• OBJECTIVE
Copy out the entire article about Triangle Sea Sales closing in Greenport, word for word.

• PAGE EXTRACT

Featured Story

An iconic maritime store in Greenport will close in September

Triangle Sea Sales, Greenport’s nautical and marine shop, will be closing after 46 years, and co-owner Elaine Henry calls the end of an era “bittersweet.”

Her husband, Joe, opened the store in 1972 on Atlantic Avenue, where the Triangle Yacht Club, once a boatyard owned by Mr. Henry and two partners, is located. The Henrys moved the shop to its current South Street location in May 1978.

“My husband was always into boating, and he was in the Navy,” Ms. Henry said. “He retired from the New York police department when he was only 47 or 48, and he wasn’t about to stop working. This was his hobby, as well as his business.”

For more tan four decades, Triangle Sea Sales has sold marine antiques, nautical gifts and decorations and parts and hardware for the restoration of old boats. Hidden behind the store is what the Henrys call “Shipwreck Alley,” sheds filled with one-of-a-kind vintage boat and ship parts, hardware and fishing gear.

The couple’s son, Joe Jr., said that over the years, the shop has been a place where boat enthusiasts can come for unique and hard-to-find parts.

“People that know boats, they know my dad, and they’ll come here and find the right part for their boats, which you can’t just get — you can’t just buy. You can’t just order these parts online,” he said.

Co-owner Elaine Henry stands behind the counter. (Erika Peters photo)

Ms. Henry, who is in her 80s, and her husband, who is 90, said the store has just become too much for them to handle. She hopes the business will be sold to a buyer interested in continuing to run it or at least that the contents will be sold so they can rent out the building.

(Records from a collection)
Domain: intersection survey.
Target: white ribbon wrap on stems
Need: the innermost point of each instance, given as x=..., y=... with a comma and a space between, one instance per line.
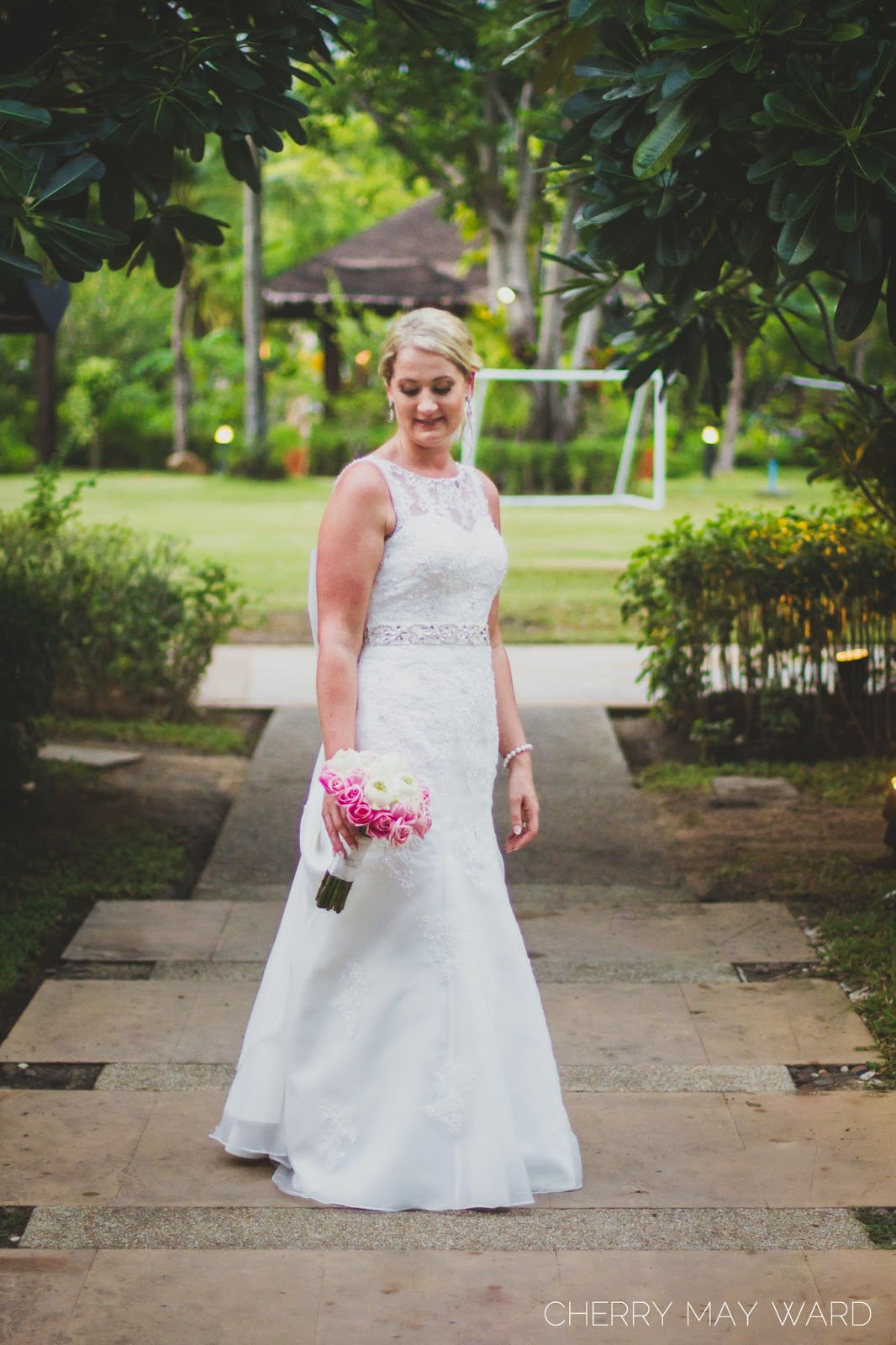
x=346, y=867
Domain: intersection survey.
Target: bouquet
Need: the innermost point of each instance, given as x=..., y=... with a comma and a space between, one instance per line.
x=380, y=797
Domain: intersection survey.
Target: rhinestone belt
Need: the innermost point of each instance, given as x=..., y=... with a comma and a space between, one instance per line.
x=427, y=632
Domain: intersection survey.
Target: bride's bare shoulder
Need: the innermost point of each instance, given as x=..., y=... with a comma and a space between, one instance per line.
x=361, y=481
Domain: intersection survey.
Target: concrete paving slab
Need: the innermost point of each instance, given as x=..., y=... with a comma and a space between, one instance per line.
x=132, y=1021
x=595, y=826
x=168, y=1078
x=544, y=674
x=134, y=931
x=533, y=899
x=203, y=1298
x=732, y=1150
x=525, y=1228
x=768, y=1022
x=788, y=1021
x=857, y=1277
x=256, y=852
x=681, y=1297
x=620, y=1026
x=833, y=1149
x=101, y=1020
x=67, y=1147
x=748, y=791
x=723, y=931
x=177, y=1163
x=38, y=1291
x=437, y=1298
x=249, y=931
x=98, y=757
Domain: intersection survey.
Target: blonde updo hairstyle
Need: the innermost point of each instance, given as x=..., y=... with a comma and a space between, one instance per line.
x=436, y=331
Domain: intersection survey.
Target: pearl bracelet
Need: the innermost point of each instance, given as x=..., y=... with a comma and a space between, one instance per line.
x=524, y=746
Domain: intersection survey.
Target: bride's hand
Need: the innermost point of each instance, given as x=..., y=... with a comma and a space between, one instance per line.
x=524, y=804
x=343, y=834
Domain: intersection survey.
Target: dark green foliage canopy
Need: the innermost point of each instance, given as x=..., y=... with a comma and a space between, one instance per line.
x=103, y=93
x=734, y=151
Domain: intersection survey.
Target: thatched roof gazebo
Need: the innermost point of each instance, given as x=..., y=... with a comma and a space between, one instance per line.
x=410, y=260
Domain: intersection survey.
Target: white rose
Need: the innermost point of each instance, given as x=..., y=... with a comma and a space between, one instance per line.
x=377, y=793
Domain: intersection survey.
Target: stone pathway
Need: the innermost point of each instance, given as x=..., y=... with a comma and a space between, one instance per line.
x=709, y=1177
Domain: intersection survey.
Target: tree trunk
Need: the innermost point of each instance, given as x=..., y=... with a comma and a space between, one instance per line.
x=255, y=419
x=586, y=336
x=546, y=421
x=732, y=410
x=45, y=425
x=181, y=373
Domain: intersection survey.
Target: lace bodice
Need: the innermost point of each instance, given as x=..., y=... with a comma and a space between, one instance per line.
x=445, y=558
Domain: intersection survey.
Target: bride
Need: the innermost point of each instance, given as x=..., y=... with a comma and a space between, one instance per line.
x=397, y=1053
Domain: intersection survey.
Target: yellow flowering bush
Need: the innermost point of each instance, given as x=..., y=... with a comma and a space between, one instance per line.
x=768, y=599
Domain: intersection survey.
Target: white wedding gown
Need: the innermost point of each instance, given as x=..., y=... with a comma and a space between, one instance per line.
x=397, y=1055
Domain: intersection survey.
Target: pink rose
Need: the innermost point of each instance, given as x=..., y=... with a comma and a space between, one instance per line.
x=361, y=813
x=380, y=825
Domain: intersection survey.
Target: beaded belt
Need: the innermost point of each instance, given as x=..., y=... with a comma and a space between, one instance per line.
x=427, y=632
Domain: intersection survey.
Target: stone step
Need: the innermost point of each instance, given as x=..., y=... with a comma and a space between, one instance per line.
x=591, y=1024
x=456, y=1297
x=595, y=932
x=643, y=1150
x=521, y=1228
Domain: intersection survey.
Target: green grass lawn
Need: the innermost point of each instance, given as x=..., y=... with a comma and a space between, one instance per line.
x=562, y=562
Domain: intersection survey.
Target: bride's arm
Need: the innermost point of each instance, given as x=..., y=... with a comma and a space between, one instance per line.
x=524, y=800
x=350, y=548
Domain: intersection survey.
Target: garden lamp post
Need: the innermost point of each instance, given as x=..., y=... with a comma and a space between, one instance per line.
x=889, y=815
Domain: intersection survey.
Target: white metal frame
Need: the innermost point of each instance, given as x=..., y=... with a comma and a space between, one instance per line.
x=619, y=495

• TASK RESULT
Featured Story

An iconic maritime store in Greenport will close in September

Triangle Sea Sales, Greenport’s nautical and marine shop, will be closing after 46 years, and co-owner Elaine Henry calls the end of an era “bittersweet.”

Her husband, Joe, opened the store in 1972 on Atlantic Avenue, where the Triangle Yacht Club, once a boatyard owned by Mr. Henry and two partners, is located. The Henrys moved the shop to its current South Street location in May 1978.

“My husband was always into boating, and he was in the Navy,” Ms. Henry said. “He retired from the New York police department when he was only 47 or 48, and he wasn’t about to stop working. This was his hobby, as well as his business.”

For more tan four decades, Triangle Sea Sales has sold marine antiques, nautical gifts and decorations and parts and hardware for the restoration of old boats. Hidden behind the store is what the Henrys call “Shipwreck Alley,” sheds filled with one-of-a-kind vintage boat and ship parts, hardware and fishing gear.

The couple’s son, Joe Jr., said that over the years, the shop has been a place where boat enthusiasts can come for unique and hard-to-find parts.

“People that know boats, they know my dad, and they’ll come here and find the right part for their boats, which you can’t just get — you can’t just buy. You can’t just order these parts online,” he said.

Co-owner Elaine Henry stands behind the counter. (Erika Peters photo)

Ms. Henry, who is in her 80s, and her husband, who is 90, said the store has just become too much for them to handle. She hopes the business will be sold to a buyer interested in continuing to run it or at least that the contents will be sold so they can rent out the building.